*** Information Section Begins ***

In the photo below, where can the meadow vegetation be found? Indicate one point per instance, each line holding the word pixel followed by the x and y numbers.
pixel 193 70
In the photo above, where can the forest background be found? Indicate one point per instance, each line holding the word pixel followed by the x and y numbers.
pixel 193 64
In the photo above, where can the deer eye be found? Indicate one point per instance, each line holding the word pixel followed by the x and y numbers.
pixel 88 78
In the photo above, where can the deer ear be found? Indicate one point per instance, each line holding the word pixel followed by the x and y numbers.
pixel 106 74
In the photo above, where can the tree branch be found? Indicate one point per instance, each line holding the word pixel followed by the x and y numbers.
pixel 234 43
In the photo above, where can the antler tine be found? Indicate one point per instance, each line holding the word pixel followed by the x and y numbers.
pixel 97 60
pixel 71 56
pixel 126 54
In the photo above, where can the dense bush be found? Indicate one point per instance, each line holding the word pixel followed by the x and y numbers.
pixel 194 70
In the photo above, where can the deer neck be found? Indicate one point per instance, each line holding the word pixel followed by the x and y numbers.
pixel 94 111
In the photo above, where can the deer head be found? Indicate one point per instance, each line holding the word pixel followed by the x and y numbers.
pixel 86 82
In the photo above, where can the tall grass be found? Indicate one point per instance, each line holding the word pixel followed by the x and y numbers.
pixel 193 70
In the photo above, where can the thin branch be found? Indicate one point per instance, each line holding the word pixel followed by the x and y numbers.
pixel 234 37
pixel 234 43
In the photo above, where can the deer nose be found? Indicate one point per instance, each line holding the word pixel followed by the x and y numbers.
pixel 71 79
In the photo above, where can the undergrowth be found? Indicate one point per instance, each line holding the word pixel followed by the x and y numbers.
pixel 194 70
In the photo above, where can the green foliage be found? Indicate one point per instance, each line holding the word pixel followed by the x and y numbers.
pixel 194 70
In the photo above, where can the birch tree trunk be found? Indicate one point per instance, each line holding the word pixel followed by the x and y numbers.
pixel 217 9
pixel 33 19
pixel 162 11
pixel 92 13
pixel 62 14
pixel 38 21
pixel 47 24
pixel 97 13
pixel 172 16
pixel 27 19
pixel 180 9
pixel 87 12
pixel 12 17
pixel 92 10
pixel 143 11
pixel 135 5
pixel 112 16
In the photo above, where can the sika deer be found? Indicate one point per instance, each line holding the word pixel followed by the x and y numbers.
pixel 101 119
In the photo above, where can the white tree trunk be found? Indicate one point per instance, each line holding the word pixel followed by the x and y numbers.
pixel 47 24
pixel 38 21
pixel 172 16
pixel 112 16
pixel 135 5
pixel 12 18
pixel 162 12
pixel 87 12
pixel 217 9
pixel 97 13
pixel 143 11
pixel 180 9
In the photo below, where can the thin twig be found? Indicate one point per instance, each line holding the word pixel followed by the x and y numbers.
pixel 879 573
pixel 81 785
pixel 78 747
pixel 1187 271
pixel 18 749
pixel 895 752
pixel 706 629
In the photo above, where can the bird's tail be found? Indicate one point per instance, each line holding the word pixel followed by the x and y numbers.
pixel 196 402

*** Information Section Ends ***

Find the line containing "In the photo above, where can the white" in the data above. Please transcribe it and every line after it, exactly.

In the photo above, where can the white tree trunk be found? Indicate one point per instance, each line holding the word pixel followed by the x and y numbers.
pixel 47 24
pixel 38 21
pixel 172 16
pixel 112 16
pixel 135 5
pixel 12 18
pixel 162 12
pixel 87 12
pixel 217 9
pixel 97 13
pixel 143 11
pixel 180 9
In the photo below, where can the thin twig be found? Indicate one point per instance, each line holding the word pixel followed by the x and y numbers.
pixel 879 573
pixel 81 785
pixel 78 747
pixel 1187 271
pixel 18 749
pixel 895 752
pixel 706 629
In the photo above, where can the bird's tail be found? Indicate one point per instance, each line holding the word pixel followed by the x and y numbers.
pixel 196 402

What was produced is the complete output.